* [TRECHO CITADO]
========

O ministro Alexandre de Moraes, no Inquérito 4.781/DF, que tramita em sigilo, considerou a existência de fake news que atingem 'a honorabilidade e a segurança do STF', especialmente a 'postagem reiterada em redes sociais de mensagens contendo graves ofensas a esta Corte e seus integrantes, com conteúdo de ódio e de subversão da ordem'.
Houve um mandado de busca e apreensão de dispositivos eletrônicos relacionados com a disseminação das supracitadas mensagens 'para colher elementos de prova' e o bloqueio das redes sociais dos envolvidos.
Antes disso, foi determinado que publicações jornalísticas online retirassem do ar notícias que citavam membros do STF. Para o ministro Alexandre de Moraes, houve 'claro abuso de conteúdo'.
A esse contexto acrescente-se a velocidade de disseminação dos conteúdos na internet e o aumento exponencial de softwares não confiáveis - que são utilizados para disseminar notícias falsas, as quais podem provocar efeitos nefastos em diversos procedimentos do regime político democrático e na própria acepção atribuída ao verdadeiro pela sociedade. E não para por aí.
Há consequências, às vezes até irreversíveis, que a propagação irrestrita das fake news provoca à reputação de pessoas e instituições. Assim, posiciona-se frente à uma colisão, conforme a situação, entre a liberdade de imprensa, manifestação do pensamento e a proteção aos direitos da personalidade e o direito à informação confiável.
O sopesamento usado na colisão entre princípios deve levar em conta alguns fatores.
No caso concreto, elaboram-se juízos racionais sobre a intensidades de intervenções, graus de importância e relacionamento entre os princípios. Assim, quanto maior for o grau de não-satisfação ou de afetação de um princípio, maior terá que ser a importância de satisfação do outro. E ainda: a colisão entre direitos ou entre direitos e bens jurídicos.
Na ADIN 4.815, o STF entendeu ser inexigível o consentimento de pessoa biografada relativamente a obras literárias ou audiovisuais - em razão dos direitos fundamentais à liberdade de pensamento e de sua expressão, de criação artística e produção científica.
Na ADPF 130, em que se declarou que a Lei de Imprensa não foi recepcionada pela Constituição de 1988, ficou consignado que a plenitude da liberdade de imprensa consiste em categoria jurídica proibitiva de qualquer tipo de censura prévia.
E, por isso, foi um reforço às liberdades de manifestação do pensamento e de informação, de modo que em um juízo racional de ponderação entre os blocos de bens da personalidade que dão conteúdo à liberdade de imprensa e aquele dos direitos à imagem, honra, intimidade e vida privada, precede o primeiro, para incidir a posteriori o segundo (direito de resposta e responsabilização).

========

* [TRECHOS DOS DADOS]
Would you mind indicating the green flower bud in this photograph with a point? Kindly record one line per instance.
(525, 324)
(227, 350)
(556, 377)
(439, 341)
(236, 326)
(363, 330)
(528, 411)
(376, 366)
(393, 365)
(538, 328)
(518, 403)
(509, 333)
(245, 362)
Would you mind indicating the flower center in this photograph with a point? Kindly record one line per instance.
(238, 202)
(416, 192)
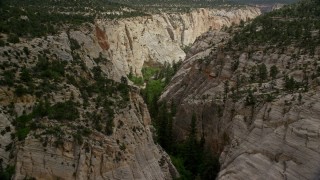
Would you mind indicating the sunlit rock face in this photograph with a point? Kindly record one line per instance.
(158, 38)
(272, 139)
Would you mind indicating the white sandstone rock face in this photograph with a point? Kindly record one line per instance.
(274, 139)
(158, 38)
(116, 46)
(129, 153)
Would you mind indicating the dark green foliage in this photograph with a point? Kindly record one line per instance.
(263, 72)
(22, 127)
(2, 43)
(292, 24)
(74, 45)
(64, 111)
(273, 71)
(8, 78)
(13, 38)
(250, 99)
(235, 65)
(290, 84)
(20, 91)
(25, 75)
(46, 69)
(7, 173)
(210, 167)
(34, 18)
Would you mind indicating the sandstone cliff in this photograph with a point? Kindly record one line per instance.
(269, 134)
(159, 38)
(74, 69)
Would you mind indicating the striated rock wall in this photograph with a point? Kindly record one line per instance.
(100, 156)
(276, 137)
(159, 38)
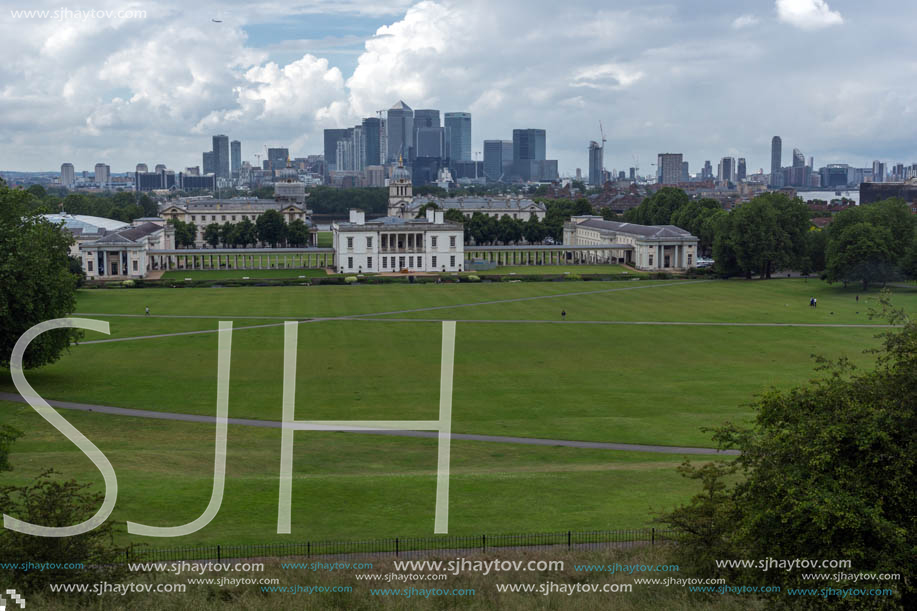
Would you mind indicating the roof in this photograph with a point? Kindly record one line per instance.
(479, 203)
(646, 231)
(131, 235)
(84, 224)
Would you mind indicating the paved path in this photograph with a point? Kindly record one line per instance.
(274, 424)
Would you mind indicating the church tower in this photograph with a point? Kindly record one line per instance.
(400, 191)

========

Atualize o texto sobre liberdade de imprensa de "E, por isso, foi" até "resposta e responsabilização).", trocando "direito de resposta" por "direito de réplica".

E, por isso, foi um reforço às liberdades de manifestação do pensamento e de informação, de modo que em um juízo racional de ponderação entre os blocos de bens da personalidade que dão conteúdo à liberdade de imprensa e aquele dos direitos à imagem, honra, intimidade e vida privada, precede o primeiro, para incidir a posteriori o segundo (direito de réplica e responsabilização).